- **Requirements**
Restate the full set of records exactly, without adding or dropping a word.

- **Dataset entries**
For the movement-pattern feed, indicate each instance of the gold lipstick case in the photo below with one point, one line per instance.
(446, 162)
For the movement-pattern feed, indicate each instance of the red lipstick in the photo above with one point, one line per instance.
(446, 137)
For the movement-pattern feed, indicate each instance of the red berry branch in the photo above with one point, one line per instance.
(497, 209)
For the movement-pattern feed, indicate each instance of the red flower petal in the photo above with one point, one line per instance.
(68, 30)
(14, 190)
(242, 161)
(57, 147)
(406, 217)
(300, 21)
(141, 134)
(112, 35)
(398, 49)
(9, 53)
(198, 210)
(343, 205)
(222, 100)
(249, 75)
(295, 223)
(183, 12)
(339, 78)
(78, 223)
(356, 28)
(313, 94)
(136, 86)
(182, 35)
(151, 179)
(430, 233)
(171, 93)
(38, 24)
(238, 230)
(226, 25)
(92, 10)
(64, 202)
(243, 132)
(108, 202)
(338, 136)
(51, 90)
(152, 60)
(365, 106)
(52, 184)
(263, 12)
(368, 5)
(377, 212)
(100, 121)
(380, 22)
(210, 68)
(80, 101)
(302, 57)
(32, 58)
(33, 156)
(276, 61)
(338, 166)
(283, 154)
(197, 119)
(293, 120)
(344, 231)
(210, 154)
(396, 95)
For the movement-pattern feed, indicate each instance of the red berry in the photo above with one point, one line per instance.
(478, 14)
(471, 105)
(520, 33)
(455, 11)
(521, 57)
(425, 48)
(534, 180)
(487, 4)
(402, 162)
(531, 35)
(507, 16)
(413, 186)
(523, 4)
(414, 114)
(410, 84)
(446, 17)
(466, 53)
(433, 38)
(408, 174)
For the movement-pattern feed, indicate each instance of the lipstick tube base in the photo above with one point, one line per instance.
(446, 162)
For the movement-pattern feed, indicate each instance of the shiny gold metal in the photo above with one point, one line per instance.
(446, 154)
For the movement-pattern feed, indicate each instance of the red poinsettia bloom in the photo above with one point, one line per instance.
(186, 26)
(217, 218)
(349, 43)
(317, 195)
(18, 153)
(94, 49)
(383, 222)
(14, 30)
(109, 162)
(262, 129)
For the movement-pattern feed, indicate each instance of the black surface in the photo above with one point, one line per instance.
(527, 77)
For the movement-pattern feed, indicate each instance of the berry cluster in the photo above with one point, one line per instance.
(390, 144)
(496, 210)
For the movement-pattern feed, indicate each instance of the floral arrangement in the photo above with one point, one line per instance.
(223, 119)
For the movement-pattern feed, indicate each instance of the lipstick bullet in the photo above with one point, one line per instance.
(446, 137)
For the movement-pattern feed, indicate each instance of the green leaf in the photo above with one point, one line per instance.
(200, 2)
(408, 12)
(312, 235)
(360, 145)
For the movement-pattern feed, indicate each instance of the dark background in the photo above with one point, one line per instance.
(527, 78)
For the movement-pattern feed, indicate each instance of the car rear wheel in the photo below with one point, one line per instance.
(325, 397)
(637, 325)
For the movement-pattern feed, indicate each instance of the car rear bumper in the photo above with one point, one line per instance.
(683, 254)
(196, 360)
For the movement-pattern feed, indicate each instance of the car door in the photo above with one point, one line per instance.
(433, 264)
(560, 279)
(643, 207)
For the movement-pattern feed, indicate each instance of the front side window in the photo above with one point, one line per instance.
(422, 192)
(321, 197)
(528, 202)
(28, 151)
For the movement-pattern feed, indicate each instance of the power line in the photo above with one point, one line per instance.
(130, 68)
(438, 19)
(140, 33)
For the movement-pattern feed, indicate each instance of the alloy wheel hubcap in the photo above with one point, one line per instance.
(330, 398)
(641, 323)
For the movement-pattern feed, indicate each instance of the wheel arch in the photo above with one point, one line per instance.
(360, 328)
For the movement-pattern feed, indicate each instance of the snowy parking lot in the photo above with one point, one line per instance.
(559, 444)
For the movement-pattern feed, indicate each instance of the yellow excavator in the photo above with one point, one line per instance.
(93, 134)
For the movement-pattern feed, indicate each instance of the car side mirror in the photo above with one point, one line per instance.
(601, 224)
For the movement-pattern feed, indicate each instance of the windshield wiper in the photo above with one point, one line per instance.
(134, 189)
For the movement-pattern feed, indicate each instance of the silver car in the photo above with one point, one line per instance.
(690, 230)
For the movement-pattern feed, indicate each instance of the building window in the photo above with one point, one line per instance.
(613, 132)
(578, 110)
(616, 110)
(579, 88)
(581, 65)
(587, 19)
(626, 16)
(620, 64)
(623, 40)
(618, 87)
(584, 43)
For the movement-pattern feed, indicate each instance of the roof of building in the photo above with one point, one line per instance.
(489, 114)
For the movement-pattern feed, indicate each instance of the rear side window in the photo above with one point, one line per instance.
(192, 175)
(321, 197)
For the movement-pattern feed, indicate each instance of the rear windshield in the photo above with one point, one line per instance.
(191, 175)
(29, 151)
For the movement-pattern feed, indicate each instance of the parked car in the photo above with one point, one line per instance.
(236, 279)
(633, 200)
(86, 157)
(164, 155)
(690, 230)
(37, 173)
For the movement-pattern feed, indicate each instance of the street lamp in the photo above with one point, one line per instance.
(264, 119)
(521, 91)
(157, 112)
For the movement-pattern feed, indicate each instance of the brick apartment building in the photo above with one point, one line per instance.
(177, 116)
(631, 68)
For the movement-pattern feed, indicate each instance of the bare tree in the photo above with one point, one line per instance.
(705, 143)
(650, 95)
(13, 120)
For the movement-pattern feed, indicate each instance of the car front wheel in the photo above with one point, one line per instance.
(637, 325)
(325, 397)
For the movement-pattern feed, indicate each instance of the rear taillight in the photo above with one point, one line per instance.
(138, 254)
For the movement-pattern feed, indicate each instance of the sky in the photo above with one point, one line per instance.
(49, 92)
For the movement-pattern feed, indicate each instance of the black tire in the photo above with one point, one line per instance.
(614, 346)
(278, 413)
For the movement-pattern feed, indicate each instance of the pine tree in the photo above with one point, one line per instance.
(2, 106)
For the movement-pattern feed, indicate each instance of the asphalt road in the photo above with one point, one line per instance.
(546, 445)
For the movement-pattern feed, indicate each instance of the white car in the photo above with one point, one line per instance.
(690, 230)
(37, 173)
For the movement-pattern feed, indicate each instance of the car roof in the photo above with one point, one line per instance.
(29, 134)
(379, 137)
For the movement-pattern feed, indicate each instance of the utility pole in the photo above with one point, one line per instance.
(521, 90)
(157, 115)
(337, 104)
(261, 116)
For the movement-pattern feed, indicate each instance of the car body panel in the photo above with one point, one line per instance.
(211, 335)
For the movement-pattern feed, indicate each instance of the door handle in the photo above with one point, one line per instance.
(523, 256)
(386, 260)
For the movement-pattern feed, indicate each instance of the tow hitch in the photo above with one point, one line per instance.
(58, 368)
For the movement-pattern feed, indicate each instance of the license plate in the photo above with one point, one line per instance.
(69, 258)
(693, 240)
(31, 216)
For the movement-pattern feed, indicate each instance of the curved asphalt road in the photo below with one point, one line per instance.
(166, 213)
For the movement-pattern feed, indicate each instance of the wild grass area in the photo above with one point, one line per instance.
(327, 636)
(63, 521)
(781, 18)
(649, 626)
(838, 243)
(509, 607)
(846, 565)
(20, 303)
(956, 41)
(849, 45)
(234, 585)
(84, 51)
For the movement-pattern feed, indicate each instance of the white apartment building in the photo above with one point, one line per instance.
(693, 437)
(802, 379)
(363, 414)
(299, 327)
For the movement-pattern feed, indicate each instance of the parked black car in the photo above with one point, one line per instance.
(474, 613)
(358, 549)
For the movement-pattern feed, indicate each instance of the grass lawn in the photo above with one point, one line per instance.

- **Response**
For the movement-pattern feed, indicate each instance of the gold lipstick case in the photo below with one point, one line per instance.
(446, 162)
For the movement-pattern feed, indicate each instance of the red lipstick in the photo above with one point, one line per instance.
(446, 137)
For the movement-pattern feed, indicate each instance of the red berry branch in the photo above with one point, one line per instance.
(497, 209)
For the movement-pattern feed, indicate each instance of the red flower petal in the photo above with one point, one line per instance.
(68, 30)
(14, 190)
(242, 161)
(57, 147)
(406, 217)
(300, 21)
(141, 134)
(112, 35)
(398, 49)
(9, 53)
(198, 210)
(343, 205)
(222, 100)
(249, 75)
(295, 223)
(183, 12)
(339, 78)
(78, 223)
(356, 28)
(313, 94)
(136, 86)
(182, 35)
(151, 179)
(430, 233)
(171, 93)
(38, 24)
(238, 230)
(226, 25)
(92, 10)
(64, 202)
(243, 132)
(108, 202)
(338, 136)
(51, 90)
(152, 60)
(365, 106)
(52, 184)
(263, 12)
(368, 5)
(377, 212)
(100, 121)
(380, 22)
(210, 68)
(80, 101)
(302, 57)
(32, 58)
(33, 156)
(276, 61)
(338, 166)
(283, 154)
(197, 119)
(293, 120)
(344, 231)
(210, 154)
(396, 95)
For the movement-pattern feed, indicate each instance of the red berry in the photo above with one point, one line per instance.
(478, 14)
(471, 105)
(520, 33)
(455, 11)
(521, 57)
(425, 48)
(534, 180)
(487, 4)
(402, 162)
(531, 35)
(507, 16)
(413, 186)
(523, 4)
(414, 114)
(410, 84)
(446, 17)
(466, 53)
(433, 38)
(408, 174)
For the movement-pattern feed, indicate each instance of the lipstick tube base in the photo above with one point, one line per instance.
(446, 162)
For the movement-pattern feed, indicate each instance of the shiny gold metal in the photo above with one point, one line per instance.
(446, 154)
For the movement-pattern feed, indicate each instance of the red poinsettia bloom in the photo above with one point, one line per instance.
(186, 26)
(217, 218)
(349, 43)
(317, 195)
(18, 153)
(94, 49)
(383, 222)
(14, 30)
(109, 162)
(262, 129)
For the movement-pattern feed, indicate each instance of the black surface in the photo above with one point, one line per instance.
(527, 77)
For the movement-pattern feed, indicate each instance of the berry cluster in the photo above with one point, one line per instance.
(390, 144)
(496, 210)
For the movement-pattern feed, indicate each instance of the floral arrangement in the photo above with one point, one line per instance.
(223, 119)
For the movement-pattern feed, indicate each instance of the lipstick bullet in the photo above with one point, one line per instance.
(446, 137)
For the movement-pattern feed, indicate each instance of the green leaf in the photo above with one point, one line per instance.
(200, 2)
(408, 12)
(312, 235)
(360, 145)
For the movement-pattern feed, indicate each instance of the dark background in the photo above with one point, one line per instance.
(527, 78)
For the movement-pattern feed, indicate each instance of the car rear wheel in the photo below with one point, one line per instance.
(325, 397)
(637, 325)
For the movement-pattern feed, indicate each instance of the car rear bumper in the photo above with one point, one line per instance.
(683, 254)
(196, 360)
For the movement-pattern feed, indicate each instance of the car door in the photo above with one point, one line per instance.
(433, 264)
(560, 279)
(643, 207)
For the movement-pattern feed, indicate each instance of the front side window in the photo above with one point, one line per instance.
(422, 192)
(321, 197)
(528, 202)
(28, 151)
For the movement-pattern feed, indicate each instance of the power line in the photo above with one point, one line per instance.
(130, 68)
(438, 19)
(140, 33)
For the movement-pattern feed, indicate each instance of the alloy wheel hubcap in the photo above with one point, one line per instance.
(330, 398)
(641, 323)
For the movement-pattern feed, indicate each instance of the wheel arch in the photo above with one point, one line per instance.
(360, 328)
For the movement-pattern feed, indicate each instance of the snowy parking lot in the photo above with one point, one line per instance.
(559, 444)
For the movement-pattern feed, indicate each instance of the yellow excavator in the photo above with one point, one line per instance.
(93, 134)
For the movement-pattern feed, indicate each instance of the car side mirror in the photo above with one point, one line per instance.
(601, 224)
For the movement-pattern feed, indicate each instance of the windshield wiper in the photo above with one point, one line per instance.
(134, 189)
For the movement-pattern feed, indicate each instance of the silver car in the photo above with one point, one line per instance.
(690, 230)
For the movement-pattern feed, indicate each instance of the building window in the photo above with one point, one line per instance.
(613, 132)
(578, 110)
(616, 110)
(579, 88)
(581, 65)
(587, 19)
(626, 16)
(620, 64)
(623, 40)
(618, 87)
(584, 43)
For the movement-pattern feed, indicate each instance of the roof of building in the photo above with one point, one line per instance.
(489, 114)
For the movement-pattern feed, indicate each instance of the rear side window in the photo above with one point, one line per instance.
(192, 175)
(321, 197)
For the movement-pattern feed, indicate each instance of the rear windshield in the photo above with one point, one line per instance.
(191, 175)
(29, 151)
For the movement-pattern feed, indicate each instance of the parked car in the photo above with one point, one line per instance.
(236, 279)
(633, 200)
(86, 157)
(164, 155)
(690, 230)
(37, 173)
For the movement-pattern feed, indicate each instance of the street lamp in the photo above with one point, one line per instance.
(264, 119)
(521, 91)
(157, 112)
For the movement-pattern feed, indicate each instance of the brick apartment building in the photo above with one point, one line per instance.
(177, 116)
(631, 68)
For the movement-pattern feed, indicate each instance of the bare tree in the photo above with one point, one line per instance.
(705, 143)
(650, 95)
(13, 120)
For the movement-pattern feed, indicate each instance of the car front wheel in the photo above with one point, one line per instance.
(637, 325)
(325, 397)
For the movement-pattern feed, indicate each instance of the rear taillight in the photo above with one point, one line per instance.
(138, 254)
For the movement-pattern feed, indicate each instance of the sky in the photo above with one point, one line per instance.
(49, 92)
For the movement-pattern feed, indicate each instance of the black tire in the photo above with one point, one line per instance.
(614, 346)
(278, 413)
For the movement-pattern feed, indicate each instance of the pine tree in the photo above with one point, one line per instance.
(2, 106)
For the movement-pattern feed, indicate each instance of the asphalt road in the photo above with one point, one line per instance.
(546, 445)
For the movement-pattern feed, indicate each instance of the white car in the photo above with one point, one line per instance.
(690, 230)
(37, 173)
For the movement-pattern feed, indicate each instance of the car roof in the photo above with one point, one line per instance.
(29, 134)
(379, 137)
For the movement-pattern feed, indicate each instance of the utility pole in the photo above with one point, one line per instance.
(521, 90)
(157, 115)
(337, 104)
(261, 116)
For the movement-pattern feed, indicate each instance of the car body panel in the photo above with one point, one line per instance.
(211, 335)
For the movement-pattern feed, indicate each instance of the door handle in the photo above with one point, one line per instance.
(523, 256)
(386, 260)
For the movement-pattern feed, indicate each instance of the tow hitch in the photo above with one point, one line per instance.
(58, 368)
For the movement-pattern feed, indicate each instance of the license plate in the photo above with one point, one line per instance.
(69, 258)
(693, 240)
(31, 216)
For the movement-pattern feed, indicate each instance of the curved asphalt road in the photo below with one point, one line per instance.
(166, 213)
For the movement-pattern feed, indicate each instance of the wild grass area in the photo above with one point, one line per instance.
(327, 636)
(63, 521)
(781, 18)
(649, 626)
(838, 243)
(509, 607)
(846, 565)
(20, 303)
(956, 41)
(849, 45)
(234, 585)
(84, 51)
For the movement-pattern feed, indicate each instance of the white apartment building in the photo above with one point, one line per instance.
(693, 437)
(802, 379)
(363, 414)
(299, 327)
For the movement-pattern feed, indicate each instance of the parked black car in the photo above with one point, one line per instance.
(474, 613)
(358, 549)
For the movement-pattern feed, indicate each instance of the grass lawn in the photo above with one point, one line per instance.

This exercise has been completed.